== Materials provided
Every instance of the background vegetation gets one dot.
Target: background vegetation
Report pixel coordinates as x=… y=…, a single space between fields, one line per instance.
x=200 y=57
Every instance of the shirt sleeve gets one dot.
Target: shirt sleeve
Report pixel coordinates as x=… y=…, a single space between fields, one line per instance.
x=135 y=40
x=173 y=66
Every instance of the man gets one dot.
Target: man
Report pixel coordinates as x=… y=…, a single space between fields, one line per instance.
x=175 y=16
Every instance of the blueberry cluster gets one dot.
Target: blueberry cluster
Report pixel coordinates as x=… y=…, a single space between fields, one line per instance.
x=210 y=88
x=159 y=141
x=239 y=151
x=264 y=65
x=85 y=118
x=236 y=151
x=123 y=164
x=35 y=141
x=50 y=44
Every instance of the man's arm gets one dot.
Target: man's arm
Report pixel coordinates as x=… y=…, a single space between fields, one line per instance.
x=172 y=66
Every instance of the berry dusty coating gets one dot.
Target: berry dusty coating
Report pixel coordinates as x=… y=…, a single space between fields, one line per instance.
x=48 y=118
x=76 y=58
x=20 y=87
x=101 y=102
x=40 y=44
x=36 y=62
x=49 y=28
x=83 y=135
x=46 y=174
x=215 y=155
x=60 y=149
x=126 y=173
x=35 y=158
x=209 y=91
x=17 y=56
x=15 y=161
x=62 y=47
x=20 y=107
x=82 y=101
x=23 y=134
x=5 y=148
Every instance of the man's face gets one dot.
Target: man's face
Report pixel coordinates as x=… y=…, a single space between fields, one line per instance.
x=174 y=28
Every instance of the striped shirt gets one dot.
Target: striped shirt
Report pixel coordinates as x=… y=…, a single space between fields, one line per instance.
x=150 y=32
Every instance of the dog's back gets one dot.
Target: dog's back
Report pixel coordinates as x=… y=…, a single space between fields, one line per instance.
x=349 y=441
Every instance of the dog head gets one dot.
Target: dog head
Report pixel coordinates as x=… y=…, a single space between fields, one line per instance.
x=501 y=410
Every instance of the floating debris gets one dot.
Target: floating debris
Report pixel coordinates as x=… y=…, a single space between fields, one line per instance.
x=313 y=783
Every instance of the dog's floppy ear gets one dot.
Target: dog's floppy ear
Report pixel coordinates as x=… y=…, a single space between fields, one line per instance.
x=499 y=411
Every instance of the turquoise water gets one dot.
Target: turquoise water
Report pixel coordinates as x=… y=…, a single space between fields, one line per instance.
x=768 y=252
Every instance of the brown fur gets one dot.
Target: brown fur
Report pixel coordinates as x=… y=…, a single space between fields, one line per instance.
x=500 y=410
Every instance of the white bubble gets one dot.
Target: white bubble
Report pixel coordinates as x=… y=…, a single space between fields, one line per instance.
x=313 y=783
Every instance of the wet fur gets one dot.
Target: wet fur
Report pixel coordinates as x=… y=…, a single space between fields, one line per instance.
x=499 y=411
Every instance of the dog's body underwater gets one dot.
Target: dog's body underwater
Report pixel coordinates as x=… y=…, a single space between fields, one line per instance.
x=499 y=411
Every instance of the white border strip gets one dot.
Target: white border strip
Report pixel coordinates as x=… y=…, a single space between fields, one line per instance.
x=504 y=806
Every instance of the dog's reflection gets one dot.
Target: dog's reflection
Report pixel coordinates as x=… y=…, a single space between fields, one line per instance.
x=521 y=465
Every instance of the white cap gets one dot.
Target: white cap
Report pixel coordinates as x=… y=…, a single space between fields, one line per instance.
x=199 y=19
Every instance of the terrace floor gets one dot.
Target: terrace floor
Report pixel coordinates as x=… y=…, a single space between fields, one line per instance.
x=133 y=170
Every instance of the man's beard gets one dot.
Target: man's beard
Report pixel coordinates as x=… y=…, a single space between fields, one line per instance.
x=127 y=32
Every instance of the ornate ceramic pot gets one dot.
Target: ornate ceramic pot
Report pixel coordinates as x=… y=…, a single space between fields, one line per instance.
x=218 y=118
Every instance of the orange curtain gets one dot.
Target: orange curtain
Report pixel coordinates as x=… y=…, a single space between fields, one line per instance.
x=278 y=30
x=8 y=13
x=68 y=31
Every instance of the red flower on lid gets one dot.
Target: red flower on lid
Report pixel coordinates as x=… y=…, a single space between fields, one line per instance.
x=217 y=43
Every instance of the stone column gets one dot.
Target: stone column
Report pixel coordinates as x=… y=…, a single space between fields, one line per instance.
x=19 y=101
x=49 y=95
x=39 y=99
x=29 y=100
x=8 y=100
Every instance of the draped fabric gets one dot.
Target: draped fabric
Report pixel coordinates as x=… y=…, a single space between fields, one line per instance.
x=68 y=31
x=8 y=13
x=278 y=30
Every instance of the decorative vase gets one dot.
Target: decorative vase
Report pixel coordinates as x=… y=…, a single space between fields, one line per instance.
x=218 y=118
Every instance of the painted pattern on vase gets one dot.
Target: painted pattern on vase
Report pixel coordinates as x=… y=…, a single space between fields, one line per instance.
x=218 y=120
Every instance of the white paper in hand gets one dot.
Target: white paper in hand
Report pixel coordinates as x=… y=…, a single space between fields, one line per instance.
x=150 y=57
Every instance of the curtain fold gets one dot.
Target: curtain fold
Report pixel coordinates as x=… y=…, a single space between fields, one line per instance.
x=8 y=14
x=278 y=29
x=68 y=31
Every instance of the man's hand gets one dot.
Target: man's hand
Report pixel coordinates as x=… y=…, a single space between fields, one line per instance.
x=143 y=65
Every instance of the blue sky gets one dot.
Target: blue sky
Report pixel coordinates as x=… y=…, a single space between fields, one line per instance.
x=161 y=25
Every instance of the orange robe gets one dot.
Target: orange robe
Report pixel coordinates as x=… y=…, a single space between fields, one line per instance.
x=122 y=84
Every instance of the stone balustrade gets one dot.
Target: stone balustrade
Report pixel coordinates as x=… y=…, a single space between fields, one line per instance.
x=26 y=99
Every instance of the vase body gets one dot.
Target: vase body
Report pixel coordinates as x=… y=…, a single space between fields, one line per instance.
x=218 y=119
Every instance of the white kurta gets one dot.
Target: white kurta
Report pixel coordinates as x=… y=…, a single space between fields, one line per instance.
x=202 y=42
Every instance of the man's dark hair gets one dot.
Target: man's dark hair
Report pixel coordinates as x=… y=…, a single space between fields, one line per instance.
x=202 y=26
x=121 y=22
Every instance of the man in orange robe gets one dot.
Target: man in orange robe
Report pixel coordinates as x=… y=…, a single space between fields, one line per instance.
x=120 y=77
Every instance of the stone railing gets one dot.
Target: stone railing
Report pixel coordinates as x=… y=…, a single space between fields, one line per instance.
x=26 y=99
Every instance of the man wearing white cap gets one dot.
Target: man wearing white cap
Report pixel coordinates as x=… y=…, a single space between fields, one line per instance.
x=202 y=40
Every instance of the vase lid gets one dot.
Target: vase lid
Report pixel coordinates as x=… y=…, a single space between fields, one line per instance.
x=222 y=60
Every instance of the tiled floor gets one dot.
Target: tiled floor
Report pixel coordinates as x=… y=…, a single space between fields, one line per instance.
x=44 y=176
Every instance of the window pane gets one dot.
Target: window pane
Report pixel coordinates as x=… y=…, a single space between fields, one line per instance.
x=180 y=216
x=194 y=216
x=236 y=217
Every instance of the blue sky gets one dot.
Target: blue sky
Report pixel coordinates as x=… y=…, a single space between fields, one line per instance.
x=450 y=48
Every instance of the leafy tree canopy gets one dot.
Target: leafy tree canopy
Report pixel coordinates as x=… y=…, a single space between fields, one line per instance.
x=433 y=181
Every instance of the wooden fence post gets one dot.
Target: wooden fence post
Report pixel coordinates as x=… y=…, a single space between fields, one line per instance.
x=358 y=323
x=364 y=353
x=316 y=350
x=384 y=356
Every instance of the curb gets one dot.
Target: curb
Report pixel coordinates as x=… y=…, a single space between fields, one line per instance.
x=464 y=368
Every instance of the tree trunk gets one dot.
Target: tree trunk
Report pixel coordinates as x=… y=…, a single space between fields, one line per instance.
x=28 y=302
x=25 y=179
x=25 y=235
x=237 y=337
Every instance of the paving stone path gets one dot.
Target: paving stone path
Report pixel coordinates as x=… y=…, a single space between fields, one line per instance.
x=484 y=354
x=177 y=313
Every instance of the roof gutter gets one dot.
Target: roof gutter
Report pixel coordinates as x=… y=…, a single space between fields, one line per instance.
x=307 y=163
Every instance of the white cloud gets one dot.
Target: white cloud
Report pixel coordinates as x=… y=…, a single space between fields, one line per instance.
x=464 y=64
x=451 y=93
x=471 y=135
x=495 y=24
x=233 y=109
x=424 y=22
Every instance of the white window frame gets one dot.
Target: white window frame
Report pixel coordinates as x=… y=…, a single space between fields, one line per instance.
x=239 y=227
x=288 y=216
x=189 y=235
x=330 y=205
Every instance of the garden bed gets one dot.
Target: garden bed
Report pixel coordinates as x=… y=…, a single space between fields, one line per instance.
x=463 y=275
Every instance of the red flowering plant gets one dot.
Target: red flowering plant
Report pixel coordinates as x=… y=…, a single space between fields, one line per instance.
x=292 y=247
====
▸ **Written exercise**: Rewrite the data from the line with "Every instance of the red flowering" up to and including the last line, keeping the requests unchanged. Multiply each x and y coordinate in the answers by 1.35 and round to whole numbers, with halves rounded up.

▸ **Full answer**:
Every instance of the red flowering plant gets one dot.
Target: red flowering plant
Report pixel coordinates as x=… y=…, a single space between fields, one line per instance.
x=394 y=333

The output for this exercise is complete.